* Exercise requirements *
Print, exactly and completely, every entry in the data.

___ Records shown

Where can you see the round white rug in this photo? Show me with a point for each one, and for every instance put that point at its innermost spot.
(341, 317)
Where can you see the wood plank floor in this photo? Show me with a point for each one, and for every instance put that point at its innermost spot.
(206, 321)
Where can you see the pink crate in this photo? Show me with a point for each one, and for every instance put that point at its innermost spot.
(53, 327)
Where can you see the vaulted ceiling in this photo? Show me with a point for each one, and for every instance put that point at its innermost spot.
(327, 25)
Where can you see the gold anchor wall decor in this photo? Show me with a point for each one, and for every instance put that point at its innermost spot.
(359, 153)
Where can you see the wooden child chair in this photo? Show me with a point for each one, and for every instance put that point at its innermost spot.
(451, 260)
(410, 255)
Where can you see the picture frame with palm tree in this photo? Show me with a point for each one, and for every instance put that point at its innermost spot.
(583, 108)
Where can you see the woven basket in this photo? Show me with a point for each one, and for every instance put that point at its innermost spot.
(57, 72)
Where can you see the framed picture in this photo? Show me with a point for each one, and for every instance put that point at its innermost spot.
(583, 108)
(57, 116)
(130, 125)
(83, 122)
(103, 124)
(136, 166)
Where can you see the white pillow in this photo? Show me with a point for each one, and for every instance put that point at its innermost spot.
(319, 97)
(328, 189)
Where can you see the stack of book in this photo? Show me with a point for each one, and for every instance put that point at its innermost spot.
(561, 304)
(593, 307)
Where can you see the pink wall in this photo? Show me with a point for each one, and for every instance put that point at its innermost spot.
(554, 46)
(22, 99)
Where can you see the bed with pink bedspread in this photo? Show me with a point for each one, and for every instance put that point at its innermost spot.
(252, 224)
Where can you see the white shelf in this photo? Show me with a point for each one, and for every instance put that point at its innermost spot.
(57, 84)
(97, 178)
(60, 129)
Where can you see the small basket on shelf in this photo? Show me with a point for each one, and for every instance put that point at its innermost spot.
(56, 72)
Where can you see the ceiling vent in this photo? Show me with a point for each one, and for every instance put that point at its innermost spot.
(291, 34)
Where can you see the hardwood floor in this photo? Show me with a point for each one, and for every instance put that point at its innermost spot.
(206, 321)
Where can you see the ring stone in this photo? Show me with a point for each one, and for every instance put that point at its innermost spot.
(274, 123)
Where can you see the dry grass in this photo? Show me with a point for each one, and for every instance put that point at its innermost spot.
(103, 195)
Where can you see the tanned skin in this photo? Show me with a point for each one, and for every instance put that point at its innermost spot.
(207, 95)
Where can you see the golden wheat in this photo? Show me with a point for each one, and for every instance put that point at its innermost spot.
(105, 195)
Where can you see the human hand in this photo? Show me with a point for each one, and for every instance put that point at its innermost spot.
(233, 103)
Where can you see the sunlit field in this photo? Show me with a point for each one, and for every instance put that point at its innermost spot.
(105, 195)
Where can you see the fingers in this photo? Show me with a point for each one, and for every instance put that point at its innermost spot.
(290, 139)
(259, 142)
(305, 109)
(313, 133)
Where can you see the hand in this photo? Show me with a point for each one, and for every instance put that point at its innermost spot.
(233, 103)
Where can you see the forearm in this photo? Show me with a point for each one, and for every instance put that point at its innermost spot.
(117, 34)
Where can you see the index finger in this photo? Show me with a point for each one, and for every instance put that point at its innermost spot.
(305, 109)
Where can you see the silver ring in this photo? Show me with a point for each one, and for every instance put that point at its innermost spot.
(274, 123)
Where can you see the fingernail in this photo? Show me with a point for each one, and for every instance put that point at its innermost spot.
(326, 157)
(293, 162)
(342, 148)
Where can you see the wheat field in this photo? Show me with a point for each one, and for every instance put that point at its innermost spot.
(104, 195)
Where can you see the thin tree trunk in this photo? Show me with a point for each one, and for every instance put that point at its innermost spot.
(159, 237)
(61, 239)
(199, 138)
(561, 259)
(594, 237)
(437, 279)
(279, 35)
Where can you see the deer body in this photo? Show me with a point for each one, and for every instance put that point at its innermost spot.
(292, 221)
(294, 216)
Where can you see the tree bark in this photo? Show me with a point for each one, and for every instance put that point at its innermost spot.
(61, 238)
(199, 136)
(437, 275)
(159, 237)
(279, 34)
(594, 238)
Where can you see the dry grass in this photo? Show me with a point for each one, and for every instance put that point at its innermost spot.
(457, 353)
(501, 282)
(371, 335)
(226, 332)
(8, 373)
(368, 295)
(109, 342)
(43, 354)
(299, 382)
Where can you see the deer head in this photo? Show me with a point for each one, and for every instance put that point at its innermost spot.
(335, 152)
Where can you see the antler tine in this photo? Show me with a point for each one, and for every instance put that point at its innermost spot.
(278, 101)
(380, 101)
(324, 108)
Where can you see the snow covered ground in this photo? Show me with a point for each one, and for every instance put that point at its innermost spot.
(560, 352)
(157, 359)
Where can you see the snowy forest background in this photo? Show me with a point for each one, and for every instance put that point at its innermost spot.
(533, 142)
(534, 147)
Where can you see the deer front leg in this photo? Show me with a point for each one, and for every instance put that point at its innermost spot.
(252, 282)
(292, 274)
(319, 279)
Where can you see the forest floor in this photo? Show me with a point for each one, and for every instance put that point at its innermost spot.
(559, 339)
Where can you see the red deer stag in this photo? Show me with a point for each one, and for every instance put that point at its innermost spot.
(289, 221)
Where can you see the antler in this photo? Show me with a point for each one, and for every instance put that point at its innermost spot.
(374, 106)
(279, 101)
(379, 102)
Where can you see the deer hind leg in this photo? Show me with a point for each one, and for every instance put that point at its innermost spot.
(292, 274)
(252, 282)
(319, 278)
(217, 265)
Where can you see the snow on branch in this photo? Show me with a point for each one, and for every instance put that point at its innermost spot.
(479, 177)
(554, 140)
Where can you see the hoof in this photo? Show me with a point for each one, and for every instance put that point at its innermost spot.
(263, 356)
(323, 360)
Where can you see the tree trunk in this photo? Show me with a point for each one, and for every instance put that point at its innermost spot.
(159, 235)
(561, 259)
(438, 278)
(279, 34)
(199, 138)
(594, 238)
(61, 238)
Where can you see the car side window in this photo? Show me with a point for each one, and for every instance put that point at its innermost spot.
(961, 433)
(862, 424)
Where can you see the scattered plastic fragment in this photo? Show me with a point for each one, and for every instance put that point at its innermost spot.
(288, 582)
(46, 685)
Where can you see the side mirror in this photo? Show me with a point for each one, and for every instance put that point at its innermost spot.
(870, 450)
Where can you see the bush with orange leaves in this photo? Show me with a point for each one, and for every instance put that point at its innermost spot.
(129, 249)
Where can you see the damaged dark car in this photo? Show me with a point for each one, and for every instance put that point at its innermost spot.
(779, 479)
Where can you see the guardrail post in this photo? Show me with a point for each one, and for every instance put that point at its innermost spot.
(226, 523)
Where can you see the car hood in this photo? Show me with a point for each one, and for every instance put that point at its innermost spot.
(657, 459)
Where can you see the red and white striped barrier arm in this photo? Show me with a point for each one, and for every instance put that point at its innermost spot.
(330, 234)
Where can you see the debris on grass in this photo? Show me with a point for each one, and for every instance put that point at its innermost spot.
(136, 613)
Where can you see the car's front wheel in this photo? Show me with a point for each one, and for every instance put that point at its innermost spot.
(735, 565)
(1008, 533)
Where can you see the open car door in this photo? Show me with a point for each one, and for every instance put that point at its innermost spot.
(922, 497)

______

* The result *
Where can you see the round white rug in this photo? Show me with a point for each one, and for every instance put that point at its innermost spot.
(341, 317)
Where can you see the wood plank floor in this photo? Show me with a point for each one, and for every instance put that point at its innermost spot.
(206, 321)
Where can you see the pink crate in this photo? Show me with a point for each one, and for every instance put that point at its innermost spot.
(53, 327)
Where can you see the vaulted ceiling in this photo? Show me with a point for each one, and for every instance put that point at its innermost spot.
(327, 25)
Where can you see the gold anchor wall decor in this photo? Show me with a point for each one, and for every instance put that point at its innermost spot.
(359, 153)
Where can you see the wooden child chair in this photo? Show me with a point for each one, and for every instance put that point at its innermost spot.
(451, 260)
(410, 255)
Where can you see the picture frame with palm tree in this photo? Show me with a point for each one, and for every instance put that point at its innermost spot.
(583, 108)
Where can you see the woven basket in this photo? Show me with a point for each one, and for every instance put that point at its innermost spot.
(57, 72)
Where can you see the framed picture in this photo? Show me with a point for each one, and for every instance put that point at its innermost spot.
(583, 108)
(57, 116)
(130, 125)
(83, 122)
(103, 124)
(136, 166)
Where can you see the white pillow in this photo? Show me with a point for each one, and for every instance put that point at its innermost spot.
(319, 97)
(328, 189)
Where can you see the stack of book in this photo? Show me with a point for each one, and for every instance put that point at its innermost spot.
(561, 304)
(593, 307)
Where can you see the pink wall in this photo? Show me with a point for each one, and for every instance put that point at its innermost spot.
(554, 46)
(22, 99)
Where can you see the bed with pink bedspread in this photo? Show me with a point for each one, and for every instance put that point at its innermost spot.
(252, 224)
Where can you see the white shelf in this photo? Show me with a point for each one, and for every instance put that point at its innermost spot.
(57, 84)
(97, 178)
(60, 129)
Where can you see the small basket on shelf in this photo? Show me with a point for each one, and for every instance put that point at its innermost spot.
(56, 72)
Where can you see the ceiling vent in this photo? Show me with a point for each one, and for every instance put that point at its innermost spot.
(291, 34)
Where can you see the hardwood floor in this photo? Show me with a point for each one, and for every instance put that point at its innermost spot.
(206, 321)
Where can you see the ring stone in this photo? Show me with a point for each one, and for every instance put that point at its innermost spot.
(274, 123)
Where can you see the dry grass in this photo? Show me with a point for each one, and for every instance put that point at its innermost spot.
(103, 195)
Where can you see the tanned skin in this photo? Show me with a point for each one, and for every instance put that point at its innermost spot.
(207, 95)
Where can you see the golden wheat in this photo? Show me with a point for each one, and for every instance put that point at its innermost spot.
(105, 195)
Where can you see the human hand in this photo? Show me with a point for each one, and for every instance put that point at its innermost spot.
(233, 103)
Where can you see the sunlit field in this photo? Show me with a point for each one, and for every instance put that point at its innermost spot.
(105, 195)
Where can you see the fingers in this photo? Show me with a point for each one, and for every instance put that point at its innermost spot.
(290, 139)
(259, 142)
(305, 109)
(313, 133)
Where can you see the hand in this photo? Show me with a point for each one, and for every instance put that point at its innermost spot.
(233, 103)
Where can you see the forearm in this photo? Show me with a point for each one, and for every instance put that point at its innermost spot.
(117, 34)
Where can you see the index finger in this photo? Show me with a point for each one, and for every instance put that point at its innermost spot.
(305, 109)
Where can you see the silver ring in this photo? Show me with a point for each one, and for every instance put that point at its innermost spot.
(274, 123)
Where can you see the fingernail in this photo? Show me with a point for each one, and for every instance put that point at its innermost spot.
(326, 157)
(293, 162)
(342, 148)
Where can you see the wheat field in this photo? Show me with a point for each one, and for every instance put that point at its innermost spot.
(104, 195)
Where can you see the thin tree trunk in this photo? Show me with a point for each one, and for every instance put that point at its innermost spot.
(159, 237)
(61, 239)
(199, 138)
(561, 259)
(594, 237)
(437, 279)
(279, 35)
Where can you see the deer body in this photo? Show me with a point for each one, and for every instance put that point at its innermost spot.
(292, 221)
(294, 216)
Where can you see the tree bark in this photo? Show me with a point for each one, and for every instance put that point at its innermost spot.
(61, 238)
(199, 136)
(437, 275)
(159, 237)
(279, 34)
(594, 238)
Where can you see the dry grass in this photo? Show me with a point for each one, and for every instance put that point at its innermost spot.
(457, 353)
(501, 282)
(371, 335)
(226, 332)
(8, 373)
(368, 295)
(109, 342)
(43, 354)
(299, 382)
Where can you see the deer head in this photo? Show me with a point for each one, and for every instance put that point at its innermost spot.
(335, 152)
Where can you see the antler tine in this photo? Show me with a point for each one, and for every instance put that point at its innermost spot.
(278, 101)
(380, 101)
(324, 108)
Where can you see the snow covered ground in this photo? Show me with a point for each one, and for every instance put that point at its innermost spot.
(560, 352)
(157, 359)
Where can you see the snowy forest background in this photo? Show me with a point for each one, and for every instance put that point at its innermost spot.
(533, 142)
(534, 147)
Where can you see the deer front leg in this photo? Show me with a point for each one, and for every instance put that point at its innermost spot.
(252, 282)
(292, 274)
(319, 279)
Where can you see the forest floor in this photo? Show me with a point for each one, and for every instance put that point at its innermost spot.
(559, 339)
Where can you see the red deer stag in this photo? Show me with a point for each one, and for every instance put that point at its innermost spot.
(289, 221)
Where can you see the antler in this photo? Show me with a point for each one, and for every instance put that point at its innermost spot.
(374, 106)
(279, 101)
(379, 102)
Where can you see the deer hind leg in this photo? Show me with a point for each one, and for every instance put that point at its innermost spot.
(292, 274)
(252, 282)
(319, 278)
(217, 265)
Where can you see the snow on branch in this photo? Show me with a point for each one, and for every instance put that point at its innermost spot.
(479, 177)
(554, 140)
Where can you see the hoof in this photo? Show me with a point for each one, and for every instance put that point at its innermost spot.
(263, 356)
(323, 360)
Where can you see the tree trunk in this photo? Show me with a point for each one, and for every instance put that point at its innermost spot.
(159, 235)
(561, 259)
(438, 278)
(279, 34)
(199, 138)
(594, 238)
(61, 238)
Where can you see the car side window in this photo? Show me with a point for each one, and for every instance put that point at its innermost spot.
(961, 433)
(862, 424)
Where can you see the scattered plastic fragment in this photo? Show me with a point for each one, and for every instance put that point at its innermost spot.
(288, 582)
(46, 685)
Where can you see the side mirror in this photo? Show me with a point for each one, and for every instance put that point at its innermost spot.
(870, 450)
Where can you see the bush with orange leaves in this photo? Show me with a point for each one, and for every instance put that point at its innermost spot.
(129, 249)
Where can you see the damaged dark car in this photo? Show me with a point for each one, and for every instance put that point at its innermost spot.
(779, 479)
Where can you see the guardrail post in this photo? Show me with a point for each one, and for every instance put that point at its innermost spot.
(226, 523)
Where can you see the car hood in this photo? Show me with a point for each one, and for every instance put that point at its innermost spot.
(657, 459)
Where can you see the red and white striped barrier arm in this photo? Show me with a point for each one, and for every instance put that point at its innermost spot.
(330, 234)
Where can you see the debris on grass in this photo? Show me with a point for each one, and for every instance put that point at its innermost spot.
(136, 613)
Where can you see the car's front wheel in this photo? Show me with a point for each one, and for every instance put that point at its innermost spot.
(735, 565)
(1008, 533)
Where can you see the open car door in this photo? Show me with a point for each one, and for every instance put that point at its innermost spot.
(922, 497)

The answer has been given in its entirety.